» Goal of the exercise: Once the line containing "Identify each instance of the white shepherd" is found, retype it and each line after it through the last entry below, word for word, and nothing else.

::::

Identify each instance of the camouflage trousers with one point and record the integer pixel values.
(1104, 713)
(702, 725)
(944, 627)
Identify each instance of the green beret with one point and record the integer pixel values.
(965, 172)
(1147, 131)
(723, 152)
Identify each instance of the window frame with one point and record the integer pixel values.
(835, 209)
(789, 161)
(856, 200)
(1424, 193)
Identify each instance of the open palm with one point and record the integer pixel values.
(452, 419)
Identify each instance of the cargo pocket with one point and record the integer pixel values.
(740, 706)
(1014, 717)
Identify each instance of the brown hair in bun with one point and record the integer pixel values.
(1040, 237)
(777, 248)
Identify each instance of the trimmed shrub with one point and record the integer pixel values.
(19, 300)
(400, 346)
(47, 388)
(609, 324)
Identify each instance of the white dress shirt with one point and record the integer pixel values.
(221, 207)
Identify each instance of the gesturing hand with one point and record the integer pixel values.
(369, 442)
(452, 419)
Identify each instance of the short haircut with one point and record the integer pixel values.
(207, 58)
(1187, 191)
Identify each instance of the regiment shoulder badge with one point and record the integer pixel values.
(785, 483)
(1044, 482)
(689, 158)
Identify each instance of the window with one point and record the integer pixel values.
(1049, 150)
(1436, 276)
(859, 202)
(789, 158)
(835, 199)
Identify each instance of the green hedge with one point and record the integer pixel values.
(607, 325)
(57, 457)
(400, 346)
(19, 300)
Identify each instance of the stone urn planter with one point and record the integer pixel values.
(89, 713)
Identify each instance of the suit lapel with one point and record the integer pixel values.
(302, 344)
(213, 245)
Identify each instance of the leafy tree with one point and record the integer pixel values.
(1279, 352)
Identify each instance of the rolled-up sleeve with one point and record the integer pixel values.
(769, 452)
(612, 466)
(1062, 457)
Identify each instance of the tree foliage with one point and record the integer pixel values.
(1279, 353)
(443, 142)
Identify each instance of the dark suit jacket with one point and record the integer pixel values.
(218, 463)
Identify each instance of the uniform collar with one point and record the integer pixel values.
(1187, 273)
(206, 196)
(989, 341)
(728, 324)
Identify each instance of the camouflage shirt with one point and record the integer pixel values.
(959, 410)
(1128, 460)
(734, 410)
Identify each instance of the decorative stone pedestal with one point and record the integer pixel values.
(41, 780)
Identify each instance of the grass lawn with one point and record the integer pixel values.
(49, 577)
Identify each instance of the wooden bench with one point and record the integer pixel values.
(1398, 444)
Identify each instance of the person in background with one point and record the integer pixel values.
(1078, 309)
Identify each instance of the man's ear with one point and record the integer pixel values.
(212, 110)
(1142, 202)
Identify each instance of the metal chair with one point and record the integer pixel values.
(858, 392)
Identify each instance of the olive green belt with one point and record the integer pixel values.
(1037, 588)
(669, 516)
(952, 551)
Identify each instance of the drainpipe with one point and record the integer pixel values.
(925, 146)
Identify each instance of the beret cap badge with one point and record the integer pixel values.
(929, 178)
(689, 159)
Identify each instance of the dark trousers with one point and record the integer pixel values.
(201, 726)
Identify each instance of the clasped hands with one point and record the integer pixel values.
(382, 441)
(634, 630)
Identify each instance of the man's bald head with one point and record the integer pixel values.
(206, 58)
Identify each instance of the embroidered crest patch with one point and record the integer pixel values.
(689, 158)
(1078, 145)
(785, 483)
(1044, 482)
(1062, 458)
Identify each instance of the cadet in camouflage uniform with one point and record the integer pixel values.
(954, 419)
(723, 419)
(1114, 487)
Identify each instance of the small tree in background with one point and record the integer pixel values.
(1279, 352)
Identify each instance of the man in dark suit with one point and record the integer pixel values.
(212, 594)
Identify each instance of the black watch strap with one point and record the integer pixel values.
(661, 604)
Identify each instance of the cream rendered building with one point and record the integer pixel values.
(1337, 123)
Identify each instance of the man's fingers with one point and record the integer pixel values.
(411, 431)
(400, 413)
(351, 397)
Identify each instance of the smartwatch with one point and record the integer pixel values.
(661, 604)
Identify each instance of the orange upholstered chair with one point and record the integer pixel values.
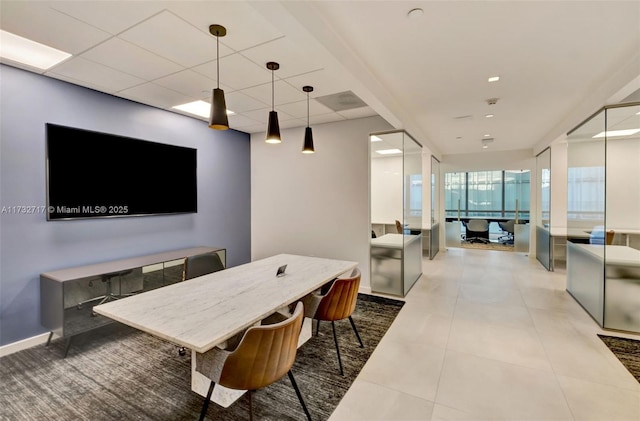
(338, 303)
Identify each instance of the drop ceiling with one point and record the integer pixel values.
(558, 61)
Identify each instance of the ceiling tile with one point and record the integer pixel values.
(171, 37)
(236, 71)
(322, 81)
(283, 93)
(111, 16)
(189, 83)
(131, 59)
(263, 114)
(326, 118)
(95, 74)
(237, 120)
(156, 95)
(299, 109)
(48, 26)
(245, 26)
(293, 60)
(240, 103)
(358, 112)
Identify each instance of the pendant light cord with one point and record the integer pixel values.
(272, 92)
(218, 58)
(307, 109)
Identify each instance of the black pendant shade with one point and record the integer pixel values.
(308, 134)
(273, 127)
(218, 116)
(308, 141)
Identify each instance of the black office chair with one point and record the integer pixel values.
(508, 227)
(477, 231)
(198, 265)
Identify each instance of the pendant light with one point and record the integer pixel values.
(308, 135)
(218, 116)
(273, 127)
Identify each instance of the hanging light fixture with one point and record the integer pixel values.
(218, 116)
(308, 135)
(273, 127)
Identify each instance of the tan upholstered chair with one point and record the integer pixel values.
(263, 356)
(201, 264)
(338, 303)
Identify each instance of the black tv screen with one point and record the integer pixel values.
(97, 175)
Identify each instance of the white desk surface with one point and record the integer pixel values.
(393, 240)
(205, 311)
(615, 255)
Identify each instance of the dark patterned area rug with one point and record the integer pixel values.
(119, 373)
(627, 351)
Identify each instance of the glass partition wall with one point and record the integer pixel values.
(603, 216)
(434, 235)
(544, 252)
(396, 212)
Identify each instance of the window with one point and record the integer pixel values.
(488, 193)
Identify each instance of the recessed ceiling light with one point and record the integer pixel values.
(614, 133)
(199, 108)
(388, 151)
(31, 53)
(415, 13)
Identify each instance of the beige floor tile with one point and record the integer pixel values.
(369, 402)
(509, 345)
(407, 367)
(502, 315)
(444, 413)
(582, 358)
(596, 402)
(497, 390)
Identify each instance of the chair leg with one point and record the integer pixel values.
(205, 405)
(295, 387)
(335, 339)
(353, 325)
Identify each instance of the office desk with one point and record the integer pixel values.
(203, 312)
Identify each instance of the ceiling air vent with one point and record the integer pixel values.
(341, 101)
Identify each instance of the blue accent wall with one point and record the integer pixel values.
(30, 245)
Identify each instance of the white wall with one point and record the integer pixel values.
(386, 189)
(316, 204)
(558, 185)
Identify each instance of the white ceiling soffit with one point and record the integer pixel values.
(558, 61)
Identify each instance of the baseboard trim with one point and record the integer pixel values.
(24, 344)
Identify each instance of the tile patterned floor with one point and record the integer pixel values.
(490, 335)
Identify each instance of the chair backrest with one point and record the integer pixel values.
(201, 264)
(598, 236)
(340, 300)
(507, 226)
(265, 354)
(478, 225)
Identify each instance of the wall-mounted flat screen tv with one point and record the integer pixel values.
(97, 175)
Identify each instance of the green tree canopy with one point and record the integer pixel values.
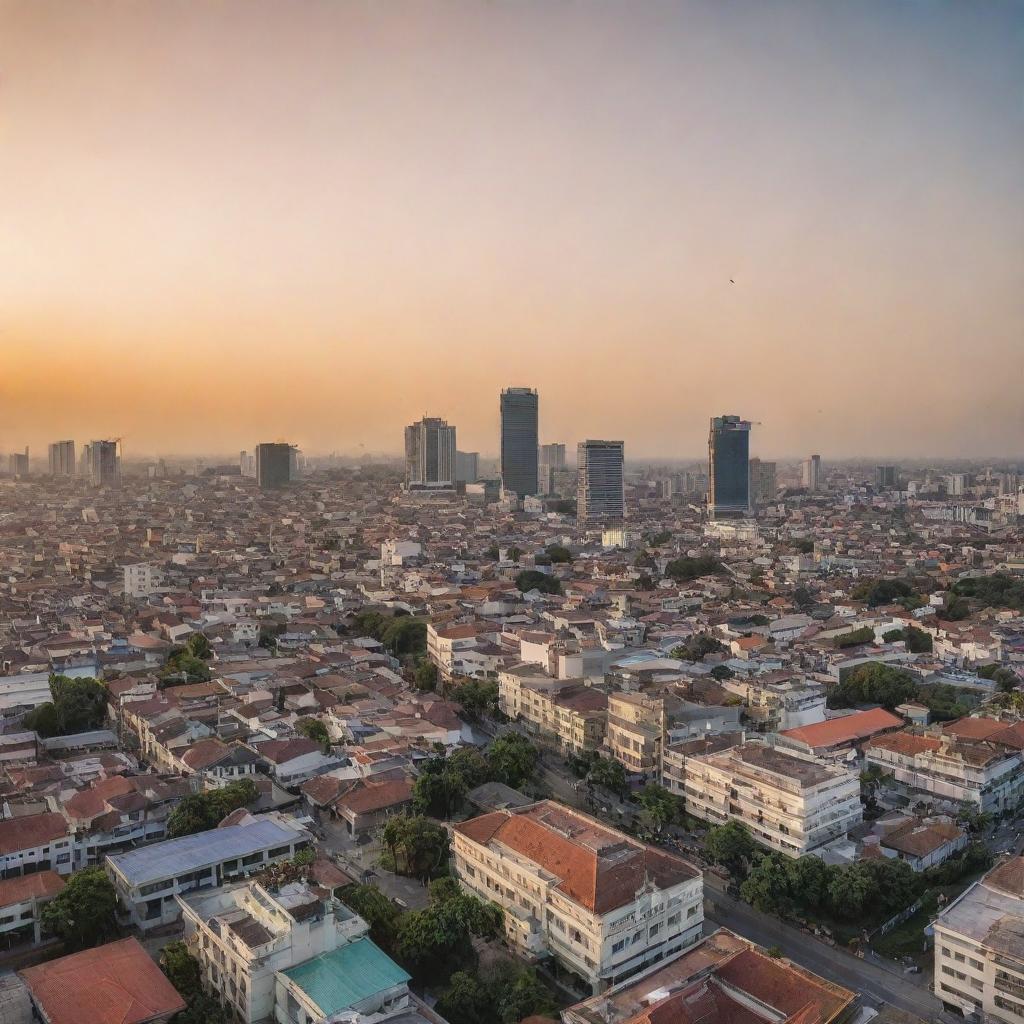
(76, 706)
(686, 569)
(202, 811)
(529, 580)
(697, 647)
(732, 846)
(83, 913)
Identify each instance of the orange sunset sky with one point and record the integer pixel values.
(236, 220)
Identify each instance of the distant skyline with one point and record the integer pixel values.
(237, 222)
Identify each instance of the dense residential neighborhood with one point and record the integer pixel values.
(358, 748)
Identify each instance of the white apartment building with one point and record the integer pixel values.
(141, 580)
(148, 880)
(951, 768)
(979, 947)
(244, 934)
(791, 803)
(602, 904)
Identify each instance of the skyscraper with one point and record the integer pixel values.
(467, 467)
(18, 464)
(104, 464)
(61, 459)
(888, 476)
(763, 483)
(273, 465)
(812, 472)
(430, 459)
(728, 469)
(600, 484)
(519, 432)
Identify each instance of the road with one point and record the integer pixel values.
(877, 983)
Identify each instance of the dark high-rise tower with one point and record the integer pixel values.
(728, 468)
(600, 481)
(519, 434)
(273, 465)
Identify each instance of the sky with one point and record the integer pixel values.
(237, 220)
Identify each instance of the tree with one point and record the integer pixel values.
(438, 794)
(202, 811)
(529, 580)
(477, 698)
(686, 569)
(377, 910)
(873, 683)
(314, 729)
(422, 845)
(76, 706)
(731, 846)
(664, 807)
(426, 675)
(609, 774)
(433, 941)
(558, 554)
(199, 646)
(767, 888)
(512, 759)
(83, 913)
(697, 647)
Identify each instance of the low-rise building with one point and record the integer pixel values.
(979, 946)
(724, 978)
(951, 768)
(147, 880)
(791, 803)
(119, 983)
(601, 903)
(22, 901)
(244, 934)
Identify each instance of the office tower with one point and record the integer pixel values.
(467, 467)
(430, 461)
(812, 472)
(519, 413)
(728, 470)
(553, 456)
(61, 459)
(888, 476)
(600, 484)
(103, 464)
(18, 463)
(763, 485)
(273, 465)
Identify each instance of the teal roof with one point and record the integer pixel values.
(350, 974)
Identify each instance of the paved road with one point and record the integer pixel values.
(878, 984)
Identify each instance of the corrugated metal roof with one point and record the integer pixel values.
(350, 974)
(150, 863)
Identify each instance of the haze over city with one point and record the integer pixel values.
(226, 223)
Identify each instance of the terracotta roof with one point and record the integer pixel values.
(31, 832)
(113, 984)
(599, 867)
(847, 729)
(38, 886)
(365, 798)
(905, 742)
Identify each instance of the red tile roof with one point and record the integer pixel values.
(31, 832)
(599, 868)
(39, 886)
(847, 729)
(113, 984)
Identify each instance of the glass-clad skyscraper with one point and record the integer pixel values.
(519, 435)
(728, 467)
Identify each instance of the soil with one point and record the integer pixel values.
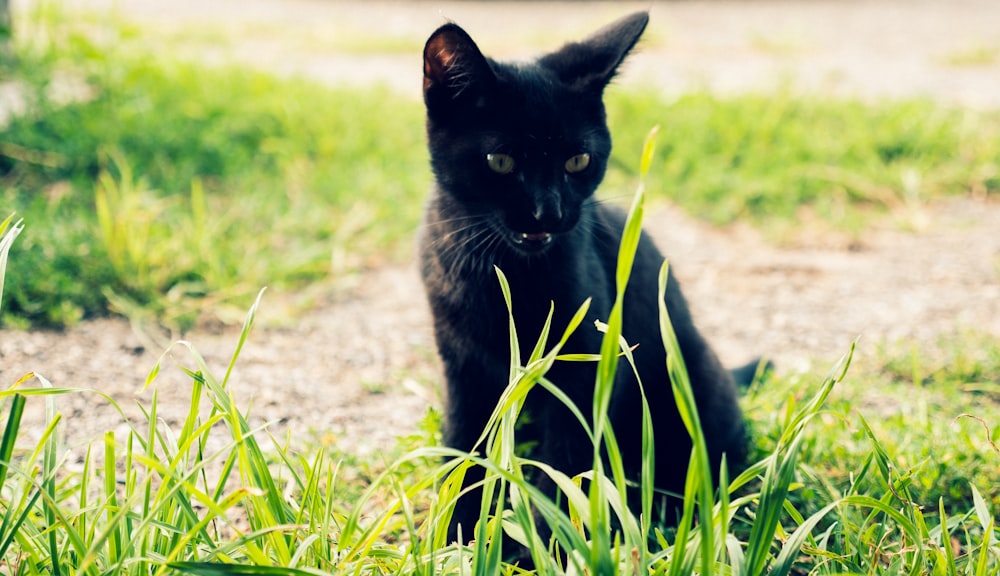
(360, 368)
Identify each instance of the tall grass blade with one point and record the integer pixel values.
(7, 235)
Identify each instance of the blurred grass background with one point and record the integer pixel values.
(168, 189)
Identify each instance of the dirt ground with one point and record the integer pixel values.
(362, 366)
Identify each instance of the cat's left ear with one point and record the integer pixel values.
(452, 65)
(589, 65)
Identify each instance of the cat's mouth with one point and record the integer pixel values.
(531, 241)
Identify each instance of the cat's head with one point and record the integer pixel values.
(522, 145)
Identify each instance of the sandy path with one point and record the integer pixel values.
(362, 365)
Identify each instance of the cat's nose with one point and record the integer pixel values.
(548, 210)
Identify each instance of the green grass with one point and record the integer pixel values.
(833, 491)
(167, 190)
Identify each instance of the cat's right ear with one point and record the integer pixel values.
(453, 65)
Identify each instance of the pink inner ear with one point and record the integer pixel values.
(438, 60)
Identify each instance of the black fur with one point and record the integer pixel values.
(540, 224)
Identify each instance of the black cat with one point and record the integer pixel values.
(518, 151)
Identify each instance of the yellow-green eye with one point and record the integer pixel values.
(500, 163)
(578, 163)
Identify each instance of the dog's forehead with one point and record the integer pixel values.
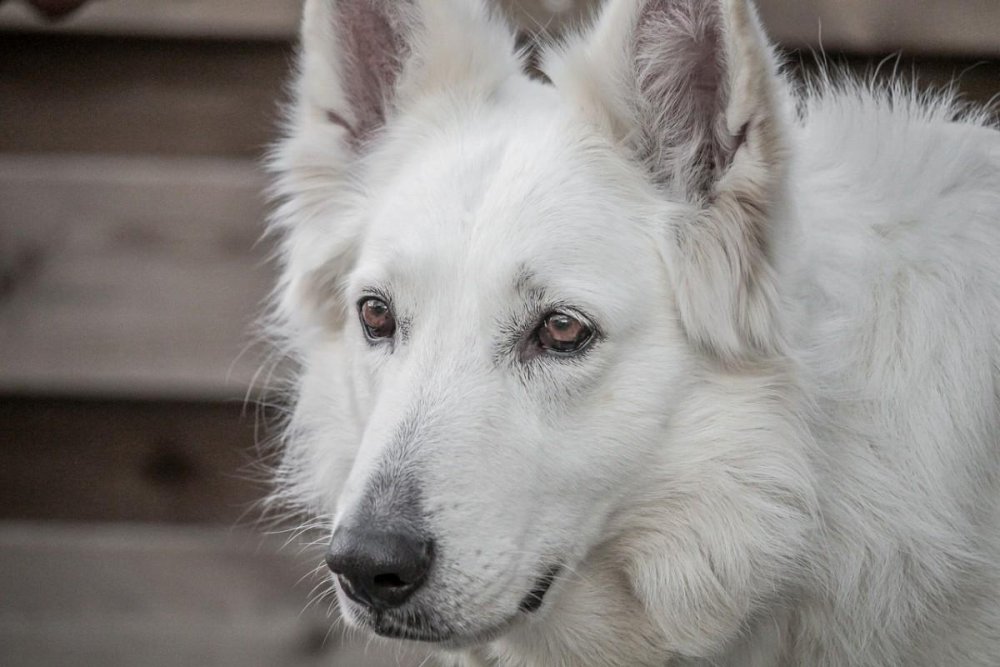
(505, 192)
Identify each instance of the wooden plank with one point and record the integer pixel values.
(915, 27)
(168, 97)
(130, 276)
(100, 460)
(97, 595)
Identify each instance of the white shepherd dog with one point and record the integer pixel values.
(657, 362)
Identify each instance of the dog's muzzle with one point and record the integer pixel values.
(379, 569)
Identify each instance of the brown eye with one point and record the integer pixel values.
(377, 318)
(563, 333)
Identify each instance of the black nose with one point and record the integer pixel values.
(379, 569)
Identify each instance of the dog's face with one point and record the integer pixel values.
(508, 365)
(484, 293)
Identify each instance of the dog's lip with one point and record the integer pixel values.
(385, 623)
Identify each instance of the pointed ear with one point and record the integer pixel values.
(363, 63)
(688, 88)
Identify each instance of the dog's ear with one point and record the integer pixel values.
(361, 64)
(688, 88)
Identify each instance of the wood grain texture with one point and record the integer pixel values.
(231, 19)
(140, 96)
(103, 460)
(94, 595)
(130, 276)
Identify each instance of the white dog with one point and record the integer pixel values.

::::

» Solution to this problem:
Identify each instance of the white shepherd dog with one point and record the integer pixel values.
(657, 362)
Identify each instance of the dog's muzzle with one point and record the integer pixel values.
(379, 569)
Identify each instance of the brown eye with one point and record the integer pixel values.
(377, 318)
(563, 333)
Identify each instance of the black nose with one point and record the integer pixel values.
(379, 569)
Identify each instance of the dog's face with one point and record the integer pixel values.
(508, 365)
(484, 293)
Identify each instance of the dog's lip with one point and record the integer pixel values.
(385, 623)
Identify each instance of the pointed ear with one point and record the integer pixel values.
(363, 63)
(688, 88)
Identify each instance of the dog's ear with one point and record the integer pixel values.
(361, 64)
(688, 88)
Identify each instance of the wood grain texture with one point and record the integer pixel values.
(231, 19)
(140, 96)
(103, 460)
(94, 595)
(130, 276)
Identify each instance of the white dog with one point and record the integer pixel values.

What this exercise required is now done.